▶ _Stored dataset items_
--------

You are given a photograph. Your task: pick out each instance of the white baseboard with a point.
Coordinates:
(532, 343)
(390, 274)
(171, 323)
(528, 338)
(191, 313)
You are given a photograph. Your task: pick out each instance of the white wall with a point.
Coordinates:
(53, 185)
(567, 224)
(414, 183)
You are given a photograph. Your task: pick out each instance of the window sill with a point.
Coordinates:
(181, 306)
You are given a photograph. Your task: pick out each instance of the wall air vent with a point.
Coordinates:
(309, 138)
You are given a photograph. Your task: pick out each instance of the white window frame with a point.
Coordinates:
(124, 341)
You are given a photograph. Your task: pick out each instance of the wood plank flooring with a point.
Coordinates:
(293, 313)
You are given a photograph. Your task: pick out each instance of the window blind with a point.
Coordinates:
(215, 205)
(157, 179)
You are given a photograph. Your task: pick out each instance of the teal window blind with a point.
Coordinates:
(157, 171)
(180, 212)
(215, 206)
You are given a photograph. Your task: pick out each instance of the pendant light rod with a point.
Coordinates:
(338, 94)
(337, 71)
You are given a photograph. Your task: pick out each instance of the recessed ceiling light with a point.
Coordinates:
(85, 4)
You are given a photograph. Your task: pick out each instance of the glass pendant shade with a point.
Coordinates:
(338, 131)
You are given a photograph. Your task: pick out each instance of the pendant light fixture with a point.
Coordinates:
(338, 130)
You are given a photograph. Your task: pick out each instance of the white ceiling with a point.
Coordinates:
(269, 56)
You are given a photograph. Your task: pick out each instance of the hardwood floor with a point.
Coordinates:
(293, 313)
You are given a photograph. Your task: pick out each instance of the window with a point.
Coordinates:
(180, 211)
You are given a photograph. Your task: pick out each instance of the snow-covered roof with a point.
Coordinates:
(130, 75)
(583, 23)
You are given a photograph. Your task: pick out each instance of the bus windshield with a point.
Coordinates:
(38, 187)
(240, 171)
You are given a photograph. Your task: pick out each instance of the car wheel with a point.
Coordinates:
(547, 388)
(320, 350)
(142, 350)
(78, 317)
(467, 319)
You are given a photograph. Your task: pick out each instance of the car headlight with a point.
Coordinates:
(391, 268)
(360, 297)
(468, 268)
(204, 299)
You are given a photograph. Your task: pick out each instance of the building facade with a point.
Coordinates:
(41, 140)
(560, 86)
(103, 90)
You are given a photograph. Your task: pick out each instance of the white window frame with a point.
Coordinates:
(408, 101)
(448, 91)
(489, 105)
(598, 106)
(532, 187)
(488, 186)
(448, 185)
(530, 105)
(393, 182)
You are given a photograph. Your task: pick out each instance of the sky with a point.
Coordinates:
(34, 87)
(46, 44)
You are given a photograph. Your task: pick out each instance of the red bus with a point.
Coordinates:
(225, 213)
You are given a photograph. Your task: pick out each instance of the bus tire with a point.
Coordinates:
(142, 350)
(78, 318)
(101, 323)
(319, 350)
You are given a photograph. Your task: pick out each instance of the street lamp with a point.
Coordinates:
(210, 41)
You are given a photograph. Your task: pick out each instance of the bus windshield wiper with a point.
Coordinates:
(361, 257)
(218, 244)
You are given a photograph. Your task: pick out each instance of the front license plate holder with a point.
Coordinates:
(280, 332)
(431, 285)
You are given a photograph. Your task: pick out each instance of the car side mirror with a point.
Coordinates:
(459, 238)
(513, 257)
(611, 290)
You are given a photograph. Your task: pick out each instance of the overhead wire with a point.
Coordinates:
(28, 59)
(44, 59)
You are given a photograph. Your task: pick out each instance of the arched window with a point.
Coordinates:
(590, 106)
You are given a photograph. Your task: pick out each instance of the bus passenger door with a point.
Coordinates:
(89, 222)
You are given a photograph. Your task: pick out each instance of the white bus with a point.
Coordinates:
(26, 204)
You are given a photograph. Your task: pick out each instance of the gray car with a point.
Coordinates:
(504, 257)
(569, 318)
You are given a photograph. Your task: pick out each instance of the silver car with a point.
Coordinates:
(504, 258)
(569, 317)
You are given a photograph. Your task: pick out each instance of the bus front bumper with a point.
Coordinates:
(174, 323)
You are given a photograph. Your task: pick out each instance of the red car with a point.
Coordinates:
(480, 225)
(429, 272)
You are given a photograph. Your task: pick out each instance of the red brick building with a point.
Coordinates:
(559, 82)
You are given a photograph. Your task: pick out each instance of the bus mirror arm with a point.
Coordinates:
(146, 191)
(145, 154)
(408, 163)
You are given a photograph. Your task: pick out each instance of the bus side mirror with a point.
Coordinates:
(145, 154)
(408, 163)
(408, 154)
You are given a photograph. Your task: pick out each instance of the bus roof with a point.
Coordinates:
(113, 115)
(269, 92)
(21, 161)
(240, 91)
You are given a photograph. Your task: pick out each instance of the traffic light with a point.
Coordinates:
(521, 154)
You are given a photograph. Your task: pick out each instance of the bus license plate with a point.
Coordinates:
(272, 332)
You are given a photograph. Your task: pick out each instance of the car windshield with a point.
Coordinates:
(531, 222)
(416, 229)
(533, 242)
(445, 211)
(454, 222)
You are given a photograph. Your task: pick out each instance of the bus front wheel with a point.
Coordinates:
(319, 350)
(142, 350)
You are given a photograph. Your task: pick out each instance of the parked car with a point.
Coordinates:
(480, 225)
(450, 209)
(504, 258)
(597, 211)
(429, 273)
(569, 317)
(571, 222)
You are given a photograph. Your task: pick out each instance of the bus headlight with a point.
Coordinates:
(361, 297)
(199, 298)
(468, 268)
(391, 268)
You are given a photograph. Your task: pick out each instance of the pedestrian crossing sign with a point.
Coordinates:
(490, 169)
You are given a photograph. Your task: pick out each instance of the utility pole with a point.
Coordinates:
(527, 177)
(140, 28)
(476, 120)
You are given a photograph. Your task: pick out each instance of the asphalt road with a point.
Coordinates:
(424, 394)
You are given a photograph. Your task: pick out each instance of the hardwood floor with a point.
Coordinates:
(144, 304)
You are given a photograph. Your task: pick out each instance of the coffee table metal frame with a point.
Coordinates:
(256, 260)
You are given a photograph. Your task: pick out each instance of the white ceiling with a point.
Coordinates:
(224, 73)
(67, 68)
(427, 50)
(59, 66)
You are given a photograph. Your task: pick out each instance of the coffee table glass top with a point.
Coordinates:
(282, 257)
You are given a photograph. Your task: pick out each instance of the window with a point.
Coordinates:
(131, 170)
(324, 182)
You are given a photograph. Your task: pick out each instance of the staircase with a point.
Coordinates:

--------

▶ _Work task_
How many lines in the records hold the string "glass"? Reply with the number only.

▶ _Expected answer_
2